• Text excerpt

-------------------------

# dog hole spacing



## Partridge (Jul 27, 2007)

I am about to drill dog holes in my soiled core door bench I thought before I do this. I would ask what you all thought about spacing of the holes


----------



## sIKE (Feb 14, 2008)

2 to 3 inches on center is what I have seen recommended. But I would first try to figure out who/what soiled on your door


----------



## gotmarko (May 10, 2006)

I made the mistake of laying out the dog holes on my workbench before I knew the distance I could cover with the vise. Make sure your dog spacing is less than the throw of your vise, or you will end up needing a spacer for part of your clamping needs. If your vise has a large opening (say 10-12"), you might want to consider about 1/2 the opening for dog locations

Hope the info helps, I know I'll not make the same mistake on my next workbench.


----------



## oldandtired (Oct 25, 2008)

gotmarko is exactly right. You will also want to take into consideration the location of your vise lead screw and any hardware attached to the top. I just finished what will probably be my last workbench. It has a twin screw vise that I am using as an end vise and hopefully that is the only vise I will be using. I also have a pair of hold fast that have a reach of 6 1/2 inches so that is the spacing I used for a few dog holes. In my opinion the fewer holes you have the better off you are. The spacings mostly depend on personal preference and what you use your bench for. Other than a few holes to get you started I say….."Drill them as you need them."


----------



## dsb1829 (Jun 20, 2008)

The Schwarz recommends 3in. He might know a thing or two about dog holes 

Personally I think that is a bit too close. My vice has an 11in open capacity, so no issue there except racking. I plan to make mine in accordance with the reach of the Gramercy hold-downs. That will likely be in the 4-5in range.


----------



## Andraxia (Oct 16, 2008)

What do you use to drill the dog holes? I was thinking of using fostner bit. However I want perfectly as possible tangent drill holes so a hand drill wouldn't be great. I was thinking of a router but they run pretty fast for a fostner bit and I cant think of a simple jig for the spacing.


----------



## JohnGray (Oct 6, 2007)

I used a Woodcraft #03K53 Onsrud HSS Bit, 3/4" Cutting Dia., 3-1/4" Overall Length, 1-1/4" Cutting Length, 1/2" Shank at https://www.woodcraft.com/family.aspx?familyid=1396&ProductID=03K53. And made a guide/frame for my plunge router to make evenly spaced holes.
And here is a video to show how it is done.


----------



## douglas2cats (Mar 31, 2008)

I used 8" roughly for my twinscrew. My bench has to do double duty as and assembly table and even a finishing table so I didnt want a swiss cheese top. After using it for a while I kind of wish I done 6" but Mr. Schwartz 3" sounds pretty extreme to me, even on a bench dedicated to hand tool use. Lee Valley has a 3/4" 6" bradpoint that powered right through mine.


----------



## Partridge (Jul 27, 2007)

Thanks for comments. I did drill holes and they did turn out out to not be a problem.

i when old school 3/4 spiral bit in a low rpm drill. i found that if i took two 2×4 blocks and fasten them to make a 90, this would give me a good start to making a strait hole. After the screw from the bit was in and the bit started cutting it was a matter of holding on. the long spiral shaft seemed to keep it strait. Foster bits are real good for shallow holes with a drill press not a deep hole by hand. We need to give credit back to old school bits. It was faster, safer and did not the burn wood or bit.
p.s use backup board and a sharp bit….


----------

-------------------------

[Point annotation dataset rows]
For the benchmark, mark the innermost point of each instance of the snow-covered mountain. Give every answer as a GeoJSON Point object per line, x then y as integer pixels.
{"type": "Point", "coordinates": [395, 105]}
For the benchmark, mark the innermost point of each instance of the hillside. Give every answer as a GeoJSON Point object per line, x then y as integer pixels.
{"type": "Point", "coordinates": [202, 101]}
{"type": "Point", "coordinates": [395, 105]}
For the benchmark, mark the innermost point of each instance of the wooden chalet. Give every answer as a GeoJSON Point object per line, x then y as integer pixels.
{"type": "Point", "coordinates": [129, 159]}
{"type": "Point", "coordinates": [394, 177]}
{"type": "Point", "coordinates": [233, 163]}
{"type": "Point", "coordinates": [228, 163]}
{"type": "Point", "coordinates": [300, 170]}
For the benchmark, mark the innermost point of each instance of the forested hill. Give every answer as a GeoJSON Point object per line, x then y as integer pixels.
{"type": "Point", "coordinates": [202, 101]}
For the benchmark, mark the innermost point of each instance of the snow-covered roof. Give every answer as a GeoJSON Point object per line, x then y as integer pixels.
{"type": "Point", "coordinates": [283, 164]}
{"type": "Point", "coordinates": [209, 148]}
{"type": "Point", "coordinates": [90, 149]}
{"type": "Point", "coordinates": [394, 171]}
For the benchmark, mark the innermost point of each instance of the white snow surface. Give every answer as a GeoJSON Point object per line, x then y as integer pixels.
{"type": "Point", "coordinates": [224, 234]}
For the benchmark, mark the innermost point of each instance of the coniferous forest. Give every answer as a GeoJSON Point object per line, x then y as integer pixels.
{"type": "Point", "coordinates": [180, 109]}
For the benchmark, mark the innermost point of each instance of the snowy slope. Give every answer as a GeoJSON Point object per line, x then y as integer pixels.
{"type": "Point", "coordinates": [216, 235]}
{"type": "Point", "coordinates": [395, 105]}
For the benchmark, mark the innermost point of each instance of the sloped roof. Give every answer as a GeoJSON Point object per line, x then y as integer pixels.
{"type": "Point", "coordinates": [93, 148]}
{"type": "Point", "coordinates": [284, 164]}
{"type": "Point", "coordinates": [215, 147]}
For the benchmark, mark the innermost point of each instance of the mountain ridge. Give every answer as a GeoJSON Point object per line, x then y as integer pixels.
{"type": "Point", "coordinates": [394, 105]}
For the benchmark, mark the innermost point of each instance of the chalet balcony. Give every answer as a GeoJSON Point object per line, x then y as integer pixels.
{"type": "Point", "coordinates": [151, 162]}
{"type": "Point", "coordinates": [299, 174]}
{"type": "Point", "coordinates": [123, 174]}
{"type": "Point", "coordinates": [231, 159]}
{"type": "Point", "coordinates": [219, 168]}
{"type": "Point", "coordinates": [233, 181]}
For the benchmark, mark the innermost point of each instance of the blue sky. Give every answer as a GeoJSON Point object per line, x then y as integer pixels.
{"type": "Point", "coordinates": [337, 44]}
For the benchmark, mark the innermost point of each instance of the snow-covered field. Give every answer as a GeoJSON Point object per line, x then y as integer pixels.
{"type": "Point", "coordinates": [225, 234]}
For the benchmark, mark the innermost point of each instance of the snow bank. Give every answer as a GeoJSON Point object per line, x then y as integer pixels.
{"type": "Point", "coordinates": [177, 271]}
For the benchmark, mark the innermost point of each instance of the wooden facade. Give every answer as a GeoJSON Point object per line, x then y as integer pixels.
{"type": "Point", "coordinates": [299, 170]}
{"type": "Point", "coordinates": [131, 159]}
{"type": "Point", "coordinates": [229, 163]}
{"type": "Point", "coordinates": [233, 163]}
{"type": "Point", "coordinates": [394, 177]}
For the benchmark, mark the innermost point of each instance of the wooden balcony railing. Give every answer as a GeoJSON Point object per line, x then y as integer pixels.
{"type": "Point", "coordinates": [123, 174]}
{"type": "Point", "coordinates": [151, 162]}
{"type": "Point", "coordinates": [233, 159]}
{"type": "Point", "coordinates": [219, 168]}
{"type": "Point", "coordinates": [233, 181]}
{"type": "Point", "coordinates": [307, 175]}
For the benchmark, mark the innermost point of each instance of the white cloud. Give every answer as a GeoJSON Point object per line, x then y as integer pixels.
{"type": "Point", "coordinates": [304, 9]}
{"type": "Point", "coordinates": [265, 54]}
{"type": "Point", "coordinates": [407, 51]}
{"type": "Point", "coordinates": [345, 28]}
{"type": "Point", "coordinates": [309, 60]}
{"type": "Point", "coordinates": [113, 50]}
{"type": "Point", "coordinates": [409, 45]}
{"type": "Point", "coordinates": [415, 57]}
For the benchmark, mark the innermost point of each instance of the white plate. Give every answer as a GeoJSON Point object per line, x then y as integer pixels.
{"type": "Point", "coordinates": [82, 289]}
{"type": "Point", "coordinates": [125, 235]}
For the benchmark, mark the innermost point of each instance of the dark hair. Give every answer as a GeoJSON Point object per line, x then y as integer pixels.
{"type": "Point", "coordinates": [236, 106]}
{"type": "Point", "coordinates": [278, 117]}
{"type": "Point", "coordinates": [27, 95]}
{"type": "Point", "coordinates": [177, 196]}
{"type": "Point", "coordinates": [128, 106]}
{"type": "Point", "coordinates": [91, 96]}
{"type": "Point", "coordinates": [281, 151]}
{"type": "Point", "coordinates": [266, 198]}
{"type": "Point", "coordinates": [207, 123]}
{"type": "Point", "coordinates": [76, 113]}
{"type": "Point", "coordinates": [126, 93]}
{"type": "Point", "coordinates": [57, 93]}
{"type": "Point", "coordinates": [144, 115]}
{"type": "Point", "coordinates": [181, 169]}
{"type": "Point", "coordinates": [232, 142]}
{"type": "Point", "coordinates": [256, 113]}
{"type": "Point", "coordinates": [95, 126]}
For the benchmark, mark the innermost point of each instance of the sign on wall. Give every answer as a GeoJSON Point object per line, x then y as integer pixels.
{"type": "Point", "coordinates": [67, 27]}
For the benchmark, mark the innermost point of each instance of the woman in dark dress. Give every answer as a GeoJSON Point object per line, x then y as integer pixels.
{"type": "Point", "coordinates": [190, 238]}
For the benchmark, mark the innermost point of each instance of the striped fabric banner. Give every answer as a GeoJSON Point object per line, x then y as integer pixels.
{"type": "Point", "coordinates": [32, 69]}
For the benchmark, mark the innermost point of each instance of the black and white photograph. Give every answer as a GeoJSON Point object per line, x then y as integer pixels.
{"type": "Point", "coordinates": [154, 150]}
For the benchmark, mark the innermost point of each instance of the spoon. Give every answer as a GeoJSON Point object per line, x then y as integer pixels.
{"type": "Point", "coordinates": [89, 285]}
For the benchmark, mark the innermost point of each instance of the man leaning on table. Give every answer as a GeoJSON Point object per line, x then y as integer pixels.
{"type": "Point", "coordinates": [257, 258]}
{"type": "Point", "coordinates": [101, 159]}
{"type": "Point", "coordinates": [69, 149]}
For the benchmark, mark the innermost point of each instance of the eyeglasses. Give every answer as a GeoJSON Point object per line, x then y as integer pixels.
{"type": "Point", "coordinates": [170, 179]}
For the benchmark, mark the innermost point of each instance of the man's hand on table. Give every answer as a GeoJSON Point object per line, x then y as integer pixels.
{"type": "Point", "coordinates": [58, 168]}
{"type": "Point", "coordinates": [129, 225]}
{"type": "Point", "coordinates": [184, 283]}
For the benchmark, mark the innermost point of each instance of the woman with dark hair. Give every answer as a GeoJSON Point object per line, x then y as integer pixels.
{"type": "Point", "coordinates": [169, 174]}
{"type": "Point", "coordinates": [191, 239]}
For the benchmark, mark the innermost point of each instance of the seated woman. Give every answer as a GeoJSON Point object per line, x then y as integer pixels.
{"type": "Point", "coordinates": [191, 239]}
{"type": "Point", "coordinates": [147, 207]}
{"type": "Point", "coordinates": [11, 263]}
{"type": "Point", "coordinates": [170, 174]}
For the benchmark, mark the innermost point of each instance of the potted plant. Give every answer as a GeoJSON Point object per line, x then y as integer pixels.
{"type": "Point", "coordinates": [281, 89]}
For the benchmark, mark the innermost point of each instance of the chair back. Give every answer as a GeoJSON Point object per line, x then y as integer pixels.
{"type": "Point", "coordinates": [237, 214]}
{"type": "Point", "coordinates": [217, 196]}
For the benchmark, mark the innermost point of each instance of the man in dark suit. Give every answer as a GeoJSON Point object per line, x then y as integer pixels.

-------------------------

• Prompt
Repeat the dog hole spacing thread starting at "## Andraxia (Oct" and ending at "(Oct 6, 2007)", switching "fostner bit" to "brad-point bit". The rows are separate material that is not connected to the dog hole spacing thread.

• Full output
## Andraxia (Oct 16, 2008)

What do you use to drill the dog holes? I was thinking of using brad-point bit. However I want perfectly as possible tangent drill holes so a hand drill wouldn't be great. I was thinking of a router but they run pretty fast for a brad-point bit and I cant think of a simple jig for the spacing.


----------



## JohnGray (Oct 6, 2007)